• [WORK TO DO]:
Please revise the records below so that each "top-left corner" becomes "upper-left corner", keeping every other part the same.

• [PROVIDED ENTRIES]:
"""
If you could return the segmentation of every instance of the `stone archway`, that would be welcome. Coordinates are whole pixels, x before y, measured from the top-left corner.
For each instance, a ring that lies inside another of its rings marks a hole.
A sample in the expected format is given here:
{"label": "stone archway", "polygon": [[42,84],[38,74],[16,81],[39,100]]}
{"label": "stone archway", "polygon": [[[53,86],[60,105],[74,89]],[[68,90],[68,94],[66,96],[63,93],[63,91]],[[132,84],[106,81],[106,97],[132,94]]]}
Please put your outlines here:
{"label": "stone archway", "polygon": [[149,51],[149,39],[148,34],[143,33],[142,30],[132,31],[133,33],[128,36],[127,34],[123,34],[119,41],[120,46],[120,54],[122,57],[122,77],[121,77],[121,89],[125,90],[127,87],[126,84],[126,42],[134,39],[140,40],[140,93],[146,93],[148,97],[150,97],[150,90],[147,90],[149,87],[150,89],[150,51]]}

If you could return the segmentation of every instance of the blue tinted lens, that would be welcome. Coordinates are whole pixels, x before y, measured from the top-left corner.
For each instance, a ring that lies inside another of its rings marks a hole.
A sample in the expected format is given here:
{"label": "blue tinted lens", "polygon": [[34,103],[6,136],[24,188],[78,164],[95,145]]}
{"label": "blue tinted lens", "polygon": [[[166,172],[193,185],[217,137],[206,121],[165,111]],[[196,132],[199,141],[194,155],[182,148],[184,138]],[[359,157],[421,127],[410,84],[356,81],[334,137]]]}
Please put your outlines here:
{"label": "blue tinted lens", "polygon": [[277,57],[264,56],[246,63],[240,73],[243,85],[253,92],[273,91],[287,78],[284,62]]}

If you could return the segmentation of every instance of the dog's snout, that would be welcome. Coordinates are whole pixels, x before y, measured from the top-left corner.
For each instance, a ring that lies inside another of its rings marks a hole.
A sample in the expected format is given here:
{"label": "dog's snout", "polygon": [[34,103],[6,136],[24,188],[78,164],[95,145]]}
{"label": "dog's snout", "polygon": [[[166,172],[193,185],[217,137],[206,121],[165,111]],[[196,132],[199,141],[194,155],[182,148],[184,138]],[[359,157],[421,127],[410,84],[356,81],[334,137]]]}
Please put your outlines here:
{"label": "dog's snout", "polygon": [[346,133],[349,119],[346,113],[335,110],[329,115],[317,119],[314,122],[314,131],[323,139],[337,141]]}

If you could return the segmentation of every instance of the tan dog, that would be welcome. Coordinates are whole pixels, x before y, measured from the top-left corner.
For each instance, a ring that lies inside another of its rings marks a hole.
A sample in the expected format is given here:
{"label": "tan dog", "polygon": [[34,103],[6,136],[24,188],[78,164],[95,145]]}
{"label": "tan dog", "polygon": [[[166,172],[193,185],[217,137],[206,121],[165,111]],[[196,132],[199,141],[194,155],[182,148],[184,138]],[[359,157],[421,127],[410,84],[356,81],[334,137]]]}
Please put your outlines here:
"""
• [CORRECT RESULT]:
If you could return the segmentation of every instance of the `stone archway`, that would be welcome. Coordinates are whole pixels, x before y, measured from the upper-left corner.
For each instance, a ring that lies inside another of its rings marks a hole.
A sample in the expected format is given here:
{"label": "stone archway", "polygon": [[42,84],[38,74],[16,81],[39,100]]}
{"label": "stone archway", "polygon": [[[53,86],[60,105],[74,89]],[[68,90],[68,94],[66,96],[63,93],[63,91]],[[132,84],[106,81],[106,97],[132,94]]]}
Please put your outlines here:
{"label": "stone archway", "polygon": [[149,51],[149,39],[148,34],[143,33],[142,30],[132,31],[133,33],[128,36],[127,34],[123,34],[119,41],[120,46],[120,54],[122,57],[122,77],[121,77],[121,89],[125,90],[127,87],[126,84],[126,42],[134,39],[140,40],[140,93],[146,93],[148,97],[150,97],[150,90],[147,90],[149,87],[150,89],[150,51]]}

If you could return the segmentation of every instance of the blue tinted lens, that would be welcome. Coordinates are whole pixels, x before y, measured from the upper-left corner.
For each instance, a ring that lies inside another of its rings marks a hole.
A sample in the expected format is given here:
{"label": "blue tinted lens", "polygon": [[34,103],[6,136],[24,188],[78,164],[95,145]]}
{"label": "blue tinted lens", "polygon": [[[166,172],[193,185],[217,137],[206,121],[165,111]],[[196,132],[199,141],[194,155],[182,148],[184,138]],[[359,157],[421,127],[410,84],[356,81],[334,137]]]}
Please put your outlines here:
{"label": "blue tinted lens", "polygon": [[277,57],[264,56],[246,63],[240,73],[243,85],[253,92],[273,91],[287,78],[284,62]]}

If you could return the segmentation of every instance of the dog's snout, that would be welcome. Coordinates are whole pixels, x before y, measured from the upper-left corner.
For each instance, a ring that lies inside another of its rings marks a hole.
A sample in the expected format is given here:
{"label": "dog's snout", "polygon": [[34,103],[6,136],[24,188],[78,164],[95,145]]}
{"label": "dog's snout", "polygon": [[[166,172],[193,185],[217,137],[206,121],[165,111]],[[196,132],[199,141],[194,155],[182,148],[184,138]],[[359,157],[421,127],[410,84],[356,81],[334,137]]]}
Please put your outlines here:
{"label": "dog's snout", "polygon": [[346,133],[349,119],[346,113],[335,110],[329,115],[317,119],[314,122],[314,131],[323,139],[337,141]]}

If you could return the segmentation of every instance of the tan dog, that would be welcome. Coordinates are whole pixels, x before y, measured from the upper-left corner.
For each instance, a ring that lies inside another of its rings marks a hole.
A sample in the expected format is given here:
{"label": "tan dog", "polygon": [[34,103],[6,136],[24,188],[78,164],[95,145]]}
{"label": "tan dog", "polygon": [[[166,172],[193,185],[217,137],[206,121],[165,111]],[[196,132],[199,141],[194,155],[182,148],[184,138]],[[359,157],[421,127],[410,84],[356,81],[334,137]]]}
Please put your outlines here:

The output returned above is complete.